文書の抜粋 ->
はじめに:内省が育むリーダーシップの真髄
こんにちは。悩みや不安を前向きな行動に変える内省の専門家、タカシユウトです。
組織論、特に内省についての研究を行い、ウェブサービスの開発やワークショップの開催を通じて、多くの方々の成長をサポートしています。
このブログでは、日々学んでいる組織論や内省(リフレクション)の実践方法に関する情報、仕事で得た知見を不定期で掲載しています。また、エンジニアとしてのキャリアを活かし、ITを使った自動化の情報なども提供しています。
今回は、優れたリーダーに不可欠な内省スキルについて、詳しく解説していきます。なぜトップリーダーたちが内省を重視し、どのようにそれを活用しているのか。組織の中でリーダーシップを発揮したい方、自己成長を目指す方にとって、きっと有益な情報となるでしょう。
優れたリーダーと内省:成功の鍵を握る3つの側面
優れたリーダーが持つ重要なスキルの一つに、内省(リフレクション)があります。この内省のスキルは、以下の3つの側面から構成されています:
- 自己内省:リーダー自身が行う内省
- 他者育成:内省を支援することを通じて他者を育むこと
- イノベーション創出:内省を通じて変化を起こすこと
これらの側面は、日本だけでなく世界中のトップリーダーに共通して見られる特徴です。では、なぜこれらが重要なのか、いくつかの書籍を参考にしながら詳しく見ていきましょう。

利用可能なデータ ->
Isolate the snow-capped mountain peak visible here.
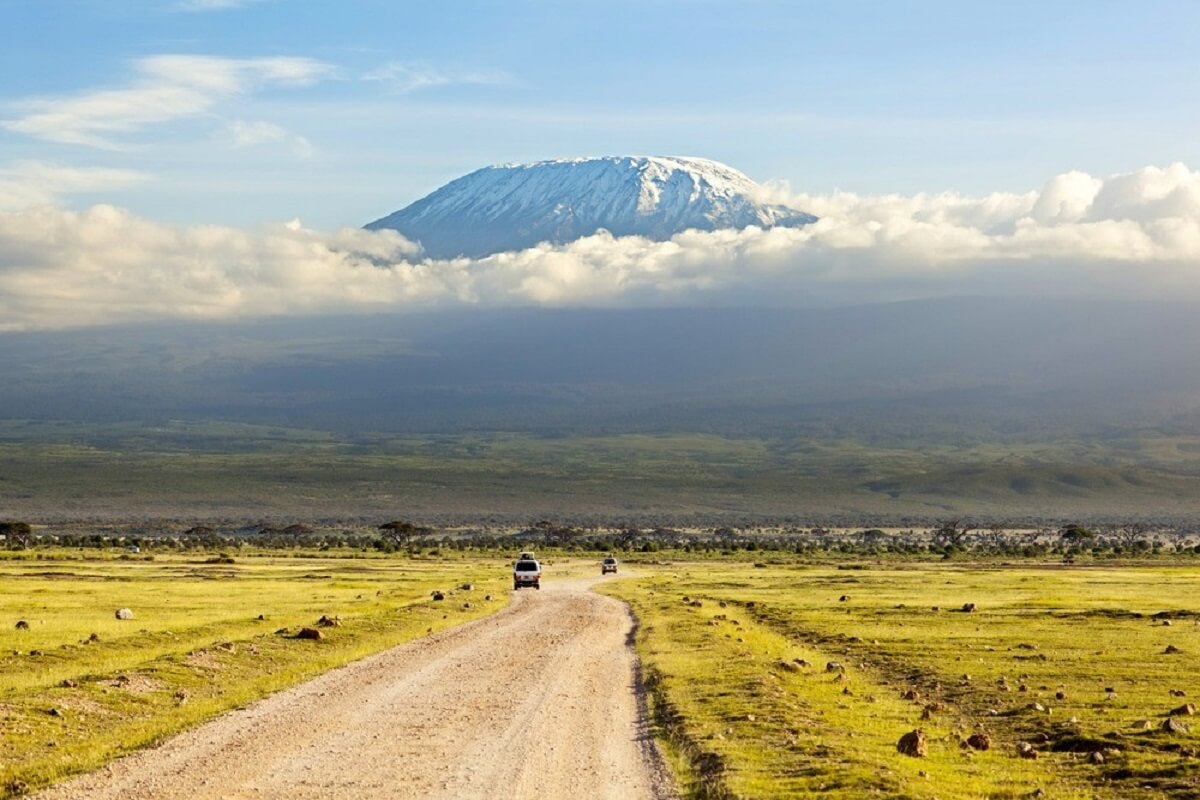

目標 ->
a) 内省とリーダーシップについての文章で、内省のスキルを構成するとされている側面をすべて書き出しなさい。
b) 内省とリーダーシップについての文章を、最後の文の後から書き継いでください。

結果 ->
a)
- 自己内省:リーダー自身が行う内省
- 他者育成:内省を支援することを通じて他者を育むこと
- イノベーション創出:内省を通じて変化を起こすこと

b)
参考書籍:リーダーシップと内省の深い関係
本記事では、以下の書籍を参考にしています。興味を持たれた方は、ぜひ読んでみてください。
優れたリーダーは、なぜ「立ち止まる」のか――自分と周囲の潜在能力を引き出す法則
著者のケヴィン・キャッシュマン氏は、海外で多くのCEOにコーチングを行ってきた実績を持ちます。100人以上のリーダーへのインタビューを通じて見出された法則が、わかりやすく整理されています。
8年にわたる研究をもとに、育て上手のマネジャーがどのように部下を指導しているかを詳細に解説しています。内省が部下育成にどう活かされているかも重要なテーマとして取り上げられています。
AI分析でわかった トップ5%リーダーの習慣 トップ5%シリーズ
3000名以上の管理職のデータをAI分析し、トップリーダーの習慣を明らかにしています。内省に関しても、自己成長と他者育成の両面から、データに基づいた具体的な行動指針が示されています。
これらの書籍を踏まえ、リーダーがどのように内省を組織に活かしているのか、詳しく見ていきましょう。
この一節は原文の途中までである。